━━━━━ Excerpted data

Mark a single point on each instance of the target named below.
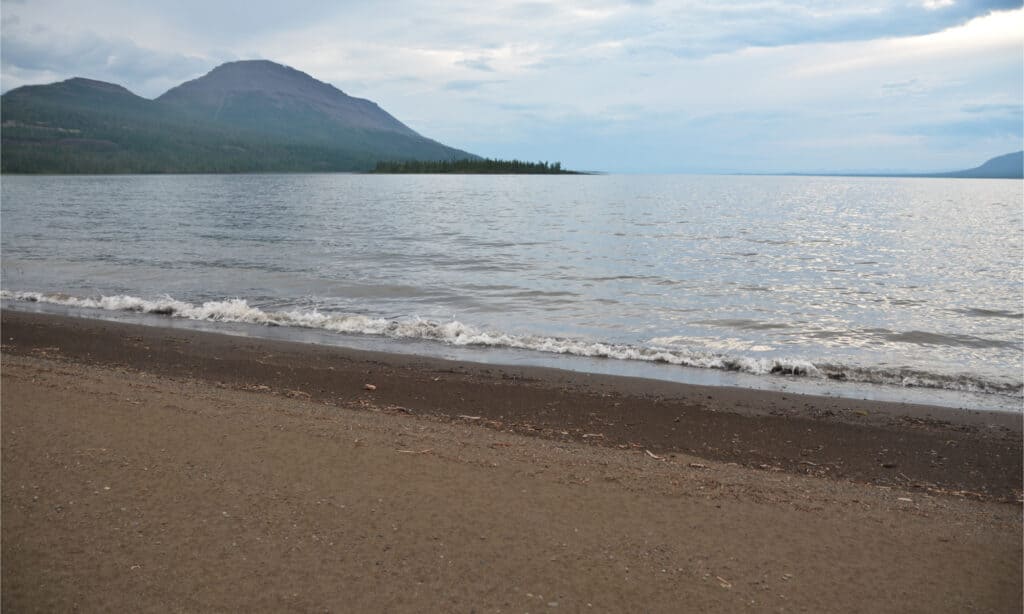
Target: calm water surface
(910, 282)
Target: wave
(459, 334)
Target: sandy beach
(150, 469)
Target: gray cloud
(466, 85)
(115, 59)
(476, 64)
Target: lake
(844, 286)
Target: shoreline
(138, 490)
(829, 384)
(933, 449)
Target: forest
(483, 166)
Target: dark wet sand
(162, 470)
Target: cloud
(604, 84)
(476, 64)
(468, 85)
(116, 59)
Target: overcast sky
(684, 86)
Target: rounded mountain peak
(252, 76)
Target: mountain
(253, 116)
(1010, 166)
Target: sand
(151, 469)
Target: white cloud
(610, 84)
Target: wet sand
(163, 470)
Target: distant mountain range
(253, 116)
(1010, 166)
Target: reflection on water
(856, 274)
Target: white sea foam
(460, 334)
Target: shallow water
(909, 282)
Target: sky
(693, 86)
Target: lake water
(909, 284)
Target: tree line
(472, 166)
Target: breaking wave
(459, 334)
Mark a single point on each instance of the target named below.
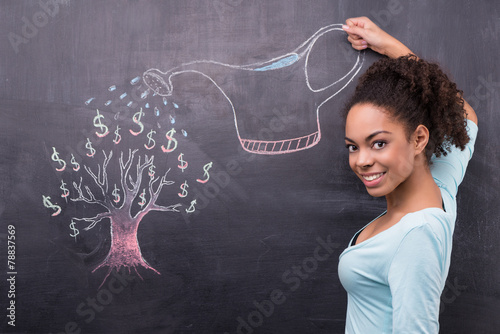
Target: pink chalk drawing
(125, 250)
(284, 75)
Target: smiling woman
(410, 136)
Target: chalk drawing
(161, 84)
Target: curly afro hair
(413, 92)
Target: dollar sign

━━━━━━━━━━

» Work instructions
Rewrite every line of the records above, requests included, and scale each point coordinate in the answers by 1.05, rounding to the nearest whole number with halves rounded up. Leave out the picture lines.

» Result
Mark a single point on each instance of the target named below.
Target: calm water surface
(956, 296)
Target: wave
(482, 351)
Target: sandy beach
(158, 492)
Target: gray cloud
(489, 89)
(121, 62)
(500, 67)
Target: lake
(886, 300)
Target: shoreline
(145, 515)
(870, 403)
(980, 471)
Target: forest
(507, 174)
Target: dark wet sand
(170, 494)
Target: cloud
(634, 88)
(500, 67)
(491, 89)
(122, 62)
Target: overcast sky
(718, 90)
Target: rounded mountain peak
(265, 80)
Target: mountain
(266, 122)
(1061, 174)
Target: sand
(159, 492)
Target: white cloud
(641, 88)
Target: wet sand
(171, 494)
Target: distant mountain range
(266, 122)
(1061, 174)
Target: reflection on water
(899, 288)
Target: white sea foam
(483, 351)
Target: shallow water
(954, 296)
Target: sky
(728, 90)
Target: lake water
(954, 298)
Target: tree line
(496, 174)
Target: breaking wave
(482, 351)
Mark a single point on each instance of the target named below.
Target: pink chalk drawing
(131, 263)
(298, 79)
Target: smiling woman
(431, 143)
Target: chalk drawing
(169, 88)
Target: curly afro hair
(434, 97)
Target: dollar sign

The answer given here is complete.